» Goal:
Update the rows below, from the line containing "segment: **shrub row**" through the end, by changing "instance" to "object". Return only those lines, otherwise unchanged.

» Data supplied:
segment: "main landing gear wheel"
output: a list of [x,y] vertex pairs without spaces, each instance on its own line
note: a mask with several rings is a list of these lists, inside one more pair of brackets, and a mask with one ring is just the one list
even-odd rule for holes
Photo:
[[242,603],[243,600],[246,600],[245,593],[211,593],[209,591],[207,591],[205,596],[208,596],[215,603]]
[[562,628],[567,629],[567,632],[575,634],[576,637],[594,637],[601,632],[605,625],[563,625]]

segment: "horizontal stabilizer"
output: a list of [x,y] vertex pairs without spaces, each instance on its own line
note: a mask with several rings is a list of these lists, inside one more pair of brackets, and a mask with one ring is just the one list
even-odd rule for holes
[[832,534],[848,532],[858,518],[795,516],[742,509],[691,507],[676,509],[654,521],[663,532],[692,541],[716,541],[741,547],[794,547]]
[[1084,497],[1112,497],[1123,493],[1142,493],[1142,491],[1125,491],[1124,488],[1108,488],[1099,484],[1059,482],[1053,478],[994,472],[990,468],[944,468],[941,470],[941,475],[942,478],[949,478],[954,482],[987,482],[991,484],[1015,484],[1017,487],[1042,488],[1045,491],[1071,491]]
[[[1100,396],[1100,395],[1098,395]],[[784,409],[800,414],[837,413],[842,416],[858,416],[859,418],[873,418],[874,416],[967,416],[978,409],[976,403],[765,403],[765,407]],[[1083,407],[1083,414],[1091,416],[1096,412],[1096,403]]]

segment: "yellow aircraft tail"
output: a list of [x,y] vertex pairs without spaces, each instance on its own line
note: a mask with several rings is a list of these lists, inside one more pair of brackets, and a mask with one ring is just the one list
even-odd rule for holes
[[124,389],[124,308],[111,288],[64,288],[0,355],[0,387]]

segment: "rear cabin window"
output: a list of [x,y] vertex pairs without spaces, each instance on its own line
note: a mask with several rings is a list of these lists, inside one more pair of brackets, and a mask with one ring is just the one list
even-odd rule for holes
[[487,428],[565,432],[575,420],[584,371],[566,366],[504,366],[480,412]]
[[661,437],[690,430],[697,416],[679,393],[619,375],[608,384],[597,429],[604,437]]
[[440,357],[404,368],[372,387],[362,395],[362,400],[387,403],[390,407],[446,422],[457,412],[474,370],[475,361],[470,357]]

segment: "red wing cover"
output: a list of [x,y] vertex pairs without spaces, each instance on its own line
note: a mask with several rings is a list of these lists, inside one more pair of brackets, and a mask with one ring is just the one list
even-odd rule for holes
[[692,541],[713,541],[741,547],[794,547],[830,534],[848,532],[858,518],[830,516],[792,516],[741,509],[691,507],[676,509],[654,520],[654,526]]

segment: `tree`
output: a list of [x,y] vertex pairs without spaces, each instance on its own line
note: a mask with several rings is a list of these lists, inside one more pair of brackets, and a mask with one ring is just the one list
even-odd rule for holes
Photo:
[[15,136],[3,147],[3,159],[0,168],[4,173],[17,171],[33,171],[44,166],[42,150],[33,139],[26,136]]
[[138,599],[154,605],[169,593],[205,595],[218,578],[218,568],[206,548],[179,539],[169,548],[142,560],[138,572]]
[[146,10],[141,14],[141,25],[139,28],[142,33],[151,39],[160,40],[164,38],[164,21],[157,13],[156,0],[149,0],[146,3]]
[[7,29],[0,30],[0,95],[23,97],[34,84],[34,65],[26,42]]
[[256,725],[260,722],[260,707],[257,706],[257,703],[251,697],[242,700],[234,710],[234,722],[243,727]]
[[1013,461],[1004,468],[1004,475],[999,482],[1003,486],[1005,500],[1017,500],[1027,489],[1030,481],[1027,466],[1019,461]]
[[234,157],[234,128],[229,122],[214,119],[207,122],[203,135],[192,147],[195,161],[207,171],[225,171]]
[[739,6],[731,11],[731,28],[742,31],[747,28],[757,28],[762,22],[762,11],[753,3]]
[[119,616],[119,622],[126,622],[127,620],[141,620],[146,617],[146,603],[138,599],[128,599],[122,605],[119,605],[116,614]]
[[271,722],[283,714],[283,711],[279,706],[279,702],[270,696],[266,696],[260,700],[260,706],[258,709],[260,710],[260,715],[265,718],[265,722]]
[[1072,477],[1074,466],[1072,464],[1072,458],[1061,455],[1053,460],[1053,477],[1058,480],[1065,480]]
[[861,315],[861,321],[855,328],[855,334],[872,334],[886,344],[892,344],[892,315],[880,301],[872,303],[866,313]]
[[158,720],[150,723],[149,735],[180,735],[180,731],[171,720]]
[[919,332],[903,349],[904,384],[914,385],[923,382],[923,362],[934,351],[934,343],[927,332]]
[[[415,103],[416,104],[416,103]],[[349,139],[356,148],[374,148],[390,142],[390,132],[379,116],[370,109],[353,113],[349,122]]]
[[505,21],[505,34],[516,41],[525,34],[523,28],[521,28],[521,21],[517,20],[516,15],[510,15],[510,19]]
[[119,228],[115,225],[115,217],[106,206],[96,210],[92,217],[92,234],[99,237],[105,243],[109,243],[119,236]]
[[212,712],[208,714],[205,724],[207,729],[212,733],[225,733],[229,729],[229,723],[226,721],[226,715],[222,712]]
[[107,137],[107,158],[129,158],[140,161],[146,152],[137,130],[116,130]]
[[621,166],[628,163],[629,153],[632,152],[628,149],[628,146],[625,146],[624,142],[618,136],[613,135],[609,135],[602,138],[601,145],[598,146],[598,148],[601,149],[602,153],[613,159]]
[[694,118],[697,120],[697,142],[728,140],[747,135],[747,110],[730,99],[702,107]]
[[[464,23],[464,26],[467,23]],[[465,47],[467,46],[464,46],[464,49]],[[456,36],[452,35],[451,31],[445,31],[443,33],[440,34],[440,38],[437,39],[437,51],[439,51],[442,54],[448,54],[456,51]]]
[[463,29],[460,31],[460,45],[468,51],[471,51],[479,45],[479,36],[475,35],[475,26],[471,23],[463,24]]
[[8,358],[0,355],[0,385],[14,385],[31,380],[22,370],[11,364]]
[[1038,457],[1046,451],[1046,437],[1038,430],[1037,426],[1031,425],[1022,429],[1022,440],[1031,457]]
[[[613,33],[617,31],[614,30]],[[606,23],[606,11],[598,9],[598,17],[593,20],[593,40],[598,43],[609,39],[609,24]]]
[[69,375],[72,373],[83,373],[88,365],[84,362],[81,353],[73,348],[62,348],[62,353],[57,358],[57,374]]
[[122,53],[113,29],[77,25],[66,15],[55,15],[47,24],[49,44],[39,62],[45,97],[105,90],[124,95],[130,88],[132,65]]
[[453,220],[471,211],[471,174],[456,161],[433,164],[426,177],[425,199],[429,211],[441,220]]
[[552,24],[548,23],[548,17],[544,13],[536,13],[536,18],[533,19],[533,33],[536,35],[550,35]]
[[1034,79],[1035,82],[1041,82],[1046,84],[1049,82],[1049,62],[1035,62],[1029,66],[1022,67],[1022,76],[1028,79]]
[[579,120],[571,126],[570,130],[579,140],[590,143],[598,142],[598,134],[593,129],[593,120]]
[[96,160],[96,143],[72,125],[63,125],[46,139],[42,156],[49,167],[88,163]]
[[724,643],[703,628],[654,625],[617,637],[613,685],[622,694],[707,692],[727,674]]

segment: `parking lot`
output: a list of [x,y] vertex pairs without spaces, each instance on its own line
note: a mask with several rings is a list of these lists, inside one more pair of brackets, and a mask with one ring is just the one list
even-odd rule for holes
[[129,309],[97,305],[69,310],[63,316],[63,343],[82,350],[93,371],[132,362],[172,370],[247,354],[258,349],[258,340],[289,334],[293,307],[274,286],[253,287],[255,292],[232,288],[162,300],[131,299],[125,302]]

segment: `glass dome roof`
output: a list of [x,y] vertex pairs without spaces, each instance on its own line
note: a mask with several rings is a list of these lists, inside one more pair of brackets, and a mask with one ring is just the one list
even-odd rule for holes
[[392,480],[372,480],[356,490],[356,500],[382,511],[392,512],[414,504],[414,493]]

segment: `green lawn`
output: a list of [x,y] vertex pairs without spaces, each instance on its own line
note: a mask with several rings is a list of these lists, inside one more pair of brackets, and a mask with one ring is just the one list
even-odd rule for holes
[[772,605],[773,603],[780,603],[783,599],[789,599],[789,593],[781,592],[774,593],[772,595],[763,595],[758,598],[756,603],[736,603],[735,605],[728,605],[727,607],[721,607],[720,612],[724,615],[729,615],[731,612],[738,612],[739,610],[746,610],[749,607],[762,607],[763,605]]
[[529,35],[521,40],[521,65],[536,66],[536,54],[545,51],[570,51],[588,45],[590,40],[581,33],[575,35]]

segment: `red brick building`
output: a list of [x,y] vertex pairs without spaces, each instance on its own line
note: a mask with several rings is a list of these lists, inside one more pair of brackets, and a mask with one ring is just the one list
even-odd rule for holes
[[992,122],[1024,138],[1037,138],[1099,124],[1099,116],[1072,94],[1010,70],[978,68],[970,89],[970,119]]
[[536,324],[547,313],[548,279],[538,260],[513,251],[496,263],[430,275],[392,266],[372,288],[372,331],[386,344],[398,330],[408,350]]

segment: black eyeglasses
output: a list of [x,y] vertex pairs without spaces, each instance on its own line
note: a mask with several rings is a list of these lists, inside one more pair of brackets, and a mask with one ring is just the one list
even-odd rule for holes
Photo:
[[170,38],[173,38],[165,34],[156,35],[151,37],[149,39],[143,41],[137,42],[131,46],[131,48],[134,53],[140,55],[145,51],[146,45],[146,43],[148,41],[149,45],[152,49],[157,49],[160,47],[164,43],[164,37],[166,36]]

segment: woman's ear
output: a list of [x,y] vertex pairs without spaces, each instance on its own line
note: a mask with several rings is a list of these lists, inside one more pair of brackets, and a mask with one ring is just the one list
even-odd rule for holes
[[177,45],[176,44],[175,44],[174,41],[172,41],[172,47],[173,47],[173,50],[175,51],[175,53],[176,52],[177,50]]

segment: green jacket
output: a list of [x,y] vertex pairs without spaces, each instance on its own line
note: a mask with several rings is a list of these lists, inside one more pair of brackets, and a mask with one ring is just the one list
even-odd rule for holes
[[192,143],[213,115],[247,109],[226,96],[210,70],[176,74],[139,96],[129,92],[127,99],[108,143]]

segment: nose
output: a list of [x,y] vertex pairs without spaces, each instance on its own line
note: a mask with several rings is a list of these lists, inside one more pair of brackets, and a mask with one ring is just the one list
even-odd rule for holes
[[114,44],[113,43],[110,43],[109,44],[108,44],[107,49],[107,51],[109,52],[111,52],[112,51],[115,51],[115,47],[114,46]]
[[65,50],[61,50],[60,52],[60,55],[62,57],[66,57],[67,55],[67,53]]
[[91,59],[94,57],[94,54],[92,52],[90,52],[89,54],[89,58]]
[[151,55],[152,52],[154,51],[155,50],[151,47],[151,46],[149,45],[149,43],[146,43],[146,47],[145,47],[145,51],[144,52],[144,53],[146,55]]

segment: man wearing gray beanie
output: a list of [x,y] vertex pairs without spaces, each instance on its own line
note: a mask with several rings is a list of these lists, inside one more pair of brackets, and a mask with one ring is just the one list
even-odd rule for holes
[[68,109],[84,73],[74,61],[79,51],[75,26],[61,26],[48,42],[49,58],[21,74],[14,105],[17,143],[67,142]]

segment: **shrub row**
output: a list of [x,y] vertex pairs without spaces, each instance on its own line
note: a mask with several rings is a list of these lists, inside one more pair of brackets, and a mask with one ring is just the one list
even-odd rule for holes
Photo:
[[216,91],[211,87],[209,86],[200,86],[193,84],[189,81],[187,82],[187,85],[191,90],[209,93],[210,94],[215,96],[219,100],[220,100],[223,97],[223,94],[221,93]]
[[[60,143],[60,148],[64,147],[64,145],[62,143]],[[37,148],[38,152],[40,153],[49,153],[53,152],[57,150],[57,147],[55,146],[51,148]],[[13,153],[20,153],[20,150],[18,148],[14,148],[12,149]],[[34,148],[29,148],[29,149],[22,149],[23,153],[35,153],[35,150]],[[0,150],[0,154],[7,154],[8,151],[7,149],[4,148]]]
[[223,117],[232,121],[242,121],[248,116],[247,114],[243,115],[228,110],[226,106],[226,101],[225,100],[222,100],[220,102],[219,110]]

» Final result:
segment: **shrub row**
output: a list of [x,y] vertex pairs without spaces, each object on its own line
note: a mask with several rings is a list of these lists, inside one more pair of brackets, and a mask with one ring is just the one list
even-odd rule for holes
Photo:
[[216,91],[211,87],[209,86],[200,86],[193,84],[189,81],[187,82],[187,85],[191,90],[209,93],[210,94],[215,96],[219,100],[220,100],[223,97],[223,94],[221,93]]
[[[60,143],[60,148],[64,147],[64,145],[62,143]],[[37,148],[38,152],[40,153],[49,153],[53,152],[57,150],[57,147],[55,146],[51,148]],[[13,153],[20,153],[20,150],[18,148],[14,148],[12,149]],[[34,148],[29,148],[29,149],[22,149],[23,153],[35,153],[35,150]],[[0,150],[0,154],[7,154],[8,151],[7,149],[4,148]]]
[[223,117],[232,121],[242,121],[248,116],[247,114],[243,115],[228,110],[226,106],[226,101],[225,100],[222,100],[220,102],[219,110]]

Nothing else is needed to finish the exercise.